··· Extracted records ···

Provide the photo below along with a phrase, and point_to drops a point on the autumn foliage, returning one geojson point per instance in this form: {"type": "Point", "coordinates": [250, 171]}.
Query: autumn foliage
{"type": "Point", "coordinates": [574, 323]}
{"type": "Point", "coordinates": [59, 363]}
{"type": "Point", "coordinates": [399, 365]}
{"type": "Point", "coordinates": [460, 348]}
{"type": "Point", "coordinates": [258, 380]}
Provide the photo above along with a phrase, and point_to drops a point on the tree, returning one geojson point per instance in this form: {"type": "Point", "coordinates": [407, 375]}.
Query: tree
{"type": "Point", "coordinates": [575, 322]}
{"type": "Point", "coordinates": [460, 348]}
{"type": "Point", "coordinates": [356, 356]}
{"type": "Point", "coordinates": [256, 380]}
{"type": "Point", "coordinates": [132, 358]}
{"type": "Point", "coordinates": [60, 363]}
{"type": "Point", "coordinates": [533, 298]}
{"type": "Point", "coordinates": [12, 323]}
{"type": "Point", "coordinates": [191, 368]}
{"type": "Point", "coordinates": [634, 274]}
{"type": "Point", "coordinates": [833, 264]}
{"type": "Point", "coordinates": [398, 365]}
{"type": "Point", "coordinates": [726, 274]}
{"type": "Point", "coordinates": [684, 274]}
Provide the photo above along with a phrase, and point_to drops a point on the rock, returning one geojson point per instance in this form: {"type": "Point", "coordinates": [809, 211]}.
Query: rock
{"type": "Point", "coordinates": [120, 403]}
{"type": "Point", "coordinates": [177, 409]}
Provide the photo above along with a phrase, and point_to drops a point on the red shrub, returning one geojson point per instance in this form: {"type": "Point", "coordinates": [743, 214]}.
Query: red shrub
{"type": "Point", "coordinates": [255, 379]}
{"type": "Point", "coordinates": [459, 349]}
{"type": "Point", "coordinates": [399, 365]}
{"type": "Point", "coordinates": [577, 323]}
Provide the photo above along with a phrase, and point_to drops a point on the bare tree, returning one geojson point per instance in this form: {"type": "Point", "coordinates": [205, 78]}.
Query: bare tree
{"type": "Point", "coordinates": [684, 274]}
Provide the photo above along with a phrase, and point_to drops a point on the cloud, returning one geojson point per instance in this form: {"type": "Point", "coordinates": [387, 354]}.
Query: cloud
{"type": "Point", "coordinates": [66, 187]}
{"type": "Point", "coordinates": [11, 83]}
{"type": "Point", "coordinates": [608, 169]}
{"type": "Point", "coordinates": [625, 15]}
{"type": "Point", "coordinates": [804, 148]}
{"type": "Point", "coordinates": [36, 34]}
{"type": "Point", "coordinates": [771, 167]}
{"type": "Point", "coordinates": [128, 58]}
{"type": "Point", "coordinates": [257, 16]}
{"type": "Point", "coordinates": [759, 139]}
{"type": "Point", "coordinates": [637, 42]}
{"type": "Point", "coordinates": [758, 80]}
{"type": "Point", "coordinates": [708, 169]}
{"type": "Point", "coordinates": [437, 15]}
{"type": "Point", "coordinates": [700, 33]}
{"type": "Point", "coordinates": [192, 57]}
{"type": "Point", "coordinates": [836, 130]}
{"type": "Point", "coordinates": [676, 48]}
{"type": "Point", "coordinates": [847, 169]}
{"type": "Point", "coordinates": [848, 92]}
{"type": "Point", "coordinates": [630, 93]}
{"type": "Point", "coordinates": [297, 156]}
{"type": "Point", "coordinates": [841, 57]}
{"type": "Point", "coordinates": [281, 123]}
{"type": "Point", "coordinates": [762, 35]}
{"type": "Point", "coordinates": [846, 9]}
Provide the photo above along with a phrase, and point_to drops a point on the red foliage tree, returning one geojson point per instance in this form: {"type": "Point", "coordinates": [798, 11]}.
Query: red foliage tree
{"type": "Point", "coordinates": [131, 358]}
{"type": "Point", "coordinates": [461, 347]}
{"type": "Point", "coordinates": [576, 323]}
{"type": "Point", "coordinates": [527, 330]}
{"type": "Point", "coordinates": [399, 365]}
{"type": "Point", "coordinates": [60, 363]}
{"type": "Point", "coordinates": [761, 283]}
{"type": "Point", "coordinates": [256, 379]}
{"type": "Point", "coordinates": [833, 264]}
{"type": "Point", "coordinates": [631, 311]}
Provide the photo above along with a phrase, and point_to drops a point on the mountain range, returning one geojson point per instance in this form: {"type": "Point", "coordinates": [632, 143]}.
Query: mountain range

···

--- Direction ---
Extract every line above exactly as it stands.

--- Solution to this problem ---
Provide the photo below along with a phrase, and point_to drops a point on the autumn foliage, returning one geojson point per instance in this form: {"type": "Point", "coordinates": [250, 171]}.
Query: autumn foliage
{"type": "Point", "coordinates": [574, 323]}
{"type": "Point", "coordinates": [59, 363]}
{"type": "Point", "coordinates": [399, 365]}
{"type": "Point", "coordinates": [460, 348]}
{"type": "Point", "coordinates": [258, 380]}
Provide the photo above along with a phrase, and point_to drops a point on the tree, returning one geojson point per instance in this form: {"type": "Point", "coordinates": [407, 375]}.
Query: tree
{"type": "Point", "coordinates": [575, 322]}
{"type": "Point", "coordinates": [460, 348]}
{"type": "Point", "coordinates": [356, 356]}
{"type": "Point", "coordinates": [256, 380]}
{"type": "Point", "coordinates": [132, 358]}
{"type": "Point", "coordinates": [60, 363]}
{"type": "Point", "coordinates": [533, 298]}
{"type": "Point", "coordinates": [12, 323]}
{"type": "Point", "coordinates": [191, 368]}
{"type": "Point", "coordinates": [634, 274]}
{"type": "Point", "coordinates": [833, 264]}
{"type": "Point", "coordinates": [398, 365]}
{"type": "Point", "coordinates": [726, 274]}
{"type": "Point", "coordinates": [684, 274]}
Provide the photo above along with a phrase, and point_to drops a point on the rock, returning one geojson point per instance in this form: {"type": "Point", "coordinates": [809, 211]}.
Query: rock
{"type": "Point", "coordinates": [120, 403]}
{"type": "Point", "coordinates": [177, 409]}
Provide the photo above along with a phrase, and point_to drops a point on the red shrub, returning one geojson point per instance in this form: {"type": "Point", "coordinates": [743, 214]}.
Query: red shrub
{"type": "Point", "coordinates": [255, 379]}
{"type": "Point", "coordinates": [459, 349]}
{"type": "Point", "coordinates": [399, 365]}
{"type": "Point", "coordinates": [577, 323]}
Provide the photo above along with a phrase, and point_to drops a point on the bare tree, returning one geojson point per instance in this form: {"type": "Point", "coordinates": [205, 78]}.
Query: bare tree
{"type": "Point", "coordinates": [684, 274]}
Provide the photo above along with a phrase, and point_to drops a point on the cloud, returning one geojson point per instance in this form: {"type": "Point", "coordinates": [387, 354]}.
Query: cloud
{"type": "Point", "coordinates": [66, 187]}
{"type": "Point", "coordinates": [11, 83]}
{"type": "Point", "coordinates": [608, 169]}
{"type": "Point", "coordinates": [625, 15]}
{"type": "Point", "coordinates": [804, 148]}
{"type": "Point", "coordinates": [36, 34]}
{"type": "Point", "coordinates": [771, 167]}
{"type": "Point", "coordinates": [128, 58]}
{"type": "Point", "coordinates": [257, 16]}
{"type": "Point", "coordinates": [759, 139]}
{"type": "Point", "coordinates": [637, 42]}
{"type": "Point", "coordinates": [758, 80]}
{"type": "Point", "coordinates": [708, 169]}
{"type": "Point", "coordinates": [437, 15]}
{"type": "Point", "coordinates": [700, 33]}
{"type": "Point", "coordinates": [192, 57]}
{"type": "Point", "coordinates": [836, 130]}
{"type": "Point", "coordinates": [676, 48]}
{"type": "Point", "coordinates": [847, 169]}
{"type": "Point", "coordinates": [848, 92]}
{"type": "Point", "coordinates": [630, 93]}
{"type": "Point", "coordinates": [297, 156]}
{"type": "Point", "coordinates": [841, 57]}
{"type": "Point", "coordinates": [281, 123]}
{"type": "Point", "coordinates": [762, 35]}
{"type": "Point", "coordinates": [846, 9]}
Provide the photo above along with a phrase, and point_to drops a point on the red foliage tree, returning one geojson point per instance in this form: {"type": "Point", "coordinates": [798, 11]}.
Query: red foliage tree
{"type": "Point", "coordinates": [131, 358]}
{"type": "Point", "coordinates": [461, 347]}
{"type": "Point", "coordinates": [576, 323]}
{"type": "Point", "coordinates": [527, 330]}
{"type": "Point", "coordinates": [399, 365]}
{"type": "Point", "coordinates": [60, 363]}
{"type": "Point", "coordinates": [761, 283]}
{"type": "Point", "coordinates": [256, 379]}
{"type": "Point", "coordinates": [833, 264]}
{"type": "Point", "coordinates": [631, 311]}
Provide the photo above along with a phrase, and point_to drops a point on the mountain range, returning one geojson point per instance in this form: {"type": "Point", "coordinates": [632, 143]}.
Query: mountain range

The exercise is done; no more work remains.